→ **Exercises to complete**:
A. In the forum answer about a key employee leaving, when must that employee's access be disabled?
B. Carry on the forum answer about securing a network after a key employee leaves, starting after its final sentence.

→ **Selected extract**:
2007-01-21 06:10:09 · 4 answers · asked by Blank B 1 in Computers & Internet Security

4 answers

Whenever a key employee leaves you MUST disable their access before they walk out the door. You must also change all administrative passwords, again before they walk out the door. If you fail to do this, it's entirely possible that the employee could access your network remotely. If you're not logging network logins properly and auditing network activity, they could do this without you finding out what account was used or where the attack came from.

The comment that 2 popup warnings would warn of this sounds like someone is blowing smoke -- I'd be very suspicious of anyone making that claim! Employees add, modify, and delete files on the network all the time as a routine part of their jobs without administrator action.

I'd consider bringing in a consultant who has knowledge of forensic network analysis. Your 3rd party guy doesn't seem to have the expertise and if he didn't enable logging and auditing on your network he's not doing his job -- unless of course he proposed it and you rejected the idea.

→ **Given data**:
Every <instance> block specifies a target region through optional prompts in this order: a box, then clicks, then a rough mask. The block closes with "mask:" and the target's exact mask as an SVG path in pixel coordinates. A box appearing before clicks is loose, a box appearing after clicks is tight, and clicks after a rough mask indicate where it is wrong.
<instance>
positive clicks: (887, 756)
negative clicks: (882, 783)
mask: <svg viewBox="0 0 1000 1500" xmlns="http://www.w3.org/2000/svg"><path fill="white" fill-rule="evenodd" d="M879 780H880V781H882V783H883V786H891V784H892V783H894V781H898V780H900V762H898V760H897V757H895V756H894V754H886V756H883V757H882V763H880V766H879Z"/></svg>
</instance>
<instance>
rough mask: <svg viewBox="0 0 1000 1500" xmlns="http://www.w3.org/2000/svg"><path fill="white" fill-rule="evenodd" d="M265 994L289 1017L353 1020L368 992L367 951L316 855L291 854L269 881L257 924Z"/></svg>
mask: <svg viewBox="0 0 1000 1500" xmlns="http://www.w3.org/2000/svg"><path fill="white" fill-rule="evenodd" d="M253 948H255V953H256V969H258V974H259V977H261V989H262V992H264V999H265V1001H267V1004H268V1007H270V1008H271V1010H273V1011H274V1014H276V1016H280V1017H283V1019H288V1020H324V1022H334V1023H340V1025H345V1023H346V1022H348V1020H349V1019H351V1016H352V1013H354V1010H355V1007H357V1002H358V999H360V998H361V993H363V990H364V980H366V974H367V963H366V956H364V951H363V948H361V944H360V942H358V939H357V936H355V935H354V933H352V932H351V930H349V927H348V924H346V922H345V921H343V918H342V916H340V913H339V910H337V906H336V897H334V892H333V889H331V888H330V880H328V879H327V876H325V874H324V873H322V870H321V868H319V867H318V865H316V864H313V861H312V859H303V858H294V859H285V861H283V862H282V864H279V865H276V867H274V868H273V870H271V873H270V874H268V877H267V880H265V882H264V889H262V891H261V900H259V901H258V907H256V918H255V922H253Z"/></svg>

→ **Answer list**:
A. Before they walk out the door.

B.
At this point, you MUST change all admin passwords immediately. If you have an internet connection you need to change the management passwords on your router or firewall. And you must disable the network logon account for the departed employee.

2007-01-21 06:28:57 · answer #1 · answered by Bostonian In MO 7 · 0 0

Well, one way to block someone who knows your ip address is to change your password that is used for remote login. Second, if you have knowledge about how to configure your router, then log into router and find out the ip address of an outsider in router's "log" and then block that ip address. Of course, blocking would not prevent because he can use different computer to log in. So the best way is to change password for your router as well as computers that are configured for remote logins.

2007-01-21 06:22:04 · answer #2 · answered by farhan 2 · 0 0

I would follow the advice of the other answers here and I would also get your police force involved make sure your tech guy saves all the logs of before after and during when this crime was committed . I would also figure out how much it cost you to fix this problem . your time employee time and lost revenue due to this guy

2007-01-21 06:47:44 · answer #3 · answered by salty 2 · 0 0

Kind of Strange. You should have had the Accounts deleted immediately.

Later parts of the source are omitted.